Tra le storie iniziate bene e finite male c’è sicuramente quella di Keon Clark un ragazzone di più di due metri che ha avuto il privilegio di giocare in NBA.

Figlio di una ragazza madre, Clark cresce in un complesso residenziale di Carver Park e, pur mancandogli la figura paterna, ha un’infanzia piuttosto felice: è uno studente come tanti che preferisce le battute e gli scherzi ai libri ma che riesce, grazie al talento e alla predisposizione per il basket, ad ottenere diverse borse di studio per il college. Sceglie l’università del Nevada, a Las Vegas e, finito il college, si rende eleggibile per il draft del ’98: viene scelto da Orlando con la scelta numero 13 ma viene girato subito ai Denver Nuggets, franchigia con la quale comincia ufficialmente la sua avventura nell’NBA.

• _Cosa si chiede_:
Prosegui il racconto sulla carriera di Keon Clark, ripartendo subito dopo la sua ultima frase.

• _Voci fornite_:
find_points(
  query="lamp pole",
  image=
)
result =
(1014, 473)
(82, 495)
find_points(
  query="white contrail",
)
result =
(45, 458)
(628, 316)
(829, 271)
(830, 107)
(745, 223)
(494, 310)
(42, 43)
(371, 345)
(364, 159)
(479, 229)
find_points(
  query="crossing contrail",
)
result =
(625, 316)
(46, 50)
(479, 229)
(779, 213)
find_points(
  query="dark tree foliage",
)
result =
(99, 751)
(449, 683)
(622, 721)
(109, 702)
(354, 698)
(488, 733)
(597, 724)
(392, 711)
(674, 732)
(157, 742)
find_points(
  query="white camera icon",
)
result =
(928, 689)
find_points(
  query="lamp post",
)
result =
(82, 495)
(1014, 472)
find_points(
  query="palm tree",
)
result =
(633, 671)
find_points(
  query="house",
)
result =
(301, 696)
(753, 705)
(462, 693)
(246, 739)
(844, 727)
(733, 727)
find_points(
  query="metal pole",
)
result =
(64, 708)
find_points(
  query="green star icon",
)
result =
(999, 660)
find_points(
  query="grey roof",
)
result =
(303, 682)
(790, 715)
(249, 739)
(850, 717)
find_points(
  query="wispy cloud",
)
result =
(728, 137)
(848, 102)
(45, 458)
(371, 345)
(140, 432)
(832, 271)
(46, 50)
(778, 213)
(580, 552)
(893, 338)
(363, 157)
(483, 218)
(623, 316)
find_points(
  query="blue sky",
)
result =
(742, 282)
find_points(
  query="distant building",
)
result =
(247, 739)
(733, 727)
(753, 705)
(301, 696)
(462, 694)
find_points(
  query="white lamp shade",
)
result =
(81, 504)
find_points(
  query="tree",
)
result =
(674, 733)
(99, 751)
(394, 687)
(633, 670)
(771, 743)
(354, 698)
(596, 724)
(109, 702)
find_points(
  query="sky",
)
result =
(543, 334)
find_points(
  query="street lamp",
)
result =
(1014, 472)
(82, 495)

• _Risposta attesa_:
Tutto bene direte voi. Insomma vi dico io. Perché tra i tanti difetti di Clark, oltre l’arrivare tardi in palestra ed avere qualche difficoltà ad integrarsi nel contesto di squadra, ha il brutto vizio di bere e, le rare volte che non è ubriaco, fuma marijuana. Clark ha iniziato a bere molto prima di arrivare in NBA, aveva il vizio già alle superiori quando studiava a Lincoln Park; dopo essere diventato professionista, vuoi per le pressioni esterne vuoi per i riflettori puntati addosso, la dipendenza di Clark è cresciuta a dismisura:

“Ho usato l’alcol come comodità, ma era un conforto artificiale”, spiega Clark in una recente intervista ammettendo che bere offuscava il suo giudizio e lo portava a prendere decisioni sbagliate. “La cosa peggiore che una persona possa dire a qualcuno che è dipendente è, ‘Smettila di farlo’. Nessuno mi ha mai chiesto: ‘Perché lo fai?’  Io stavo bevendo perché non riuscivo a trovare una soluzione per quello che stavo passando”.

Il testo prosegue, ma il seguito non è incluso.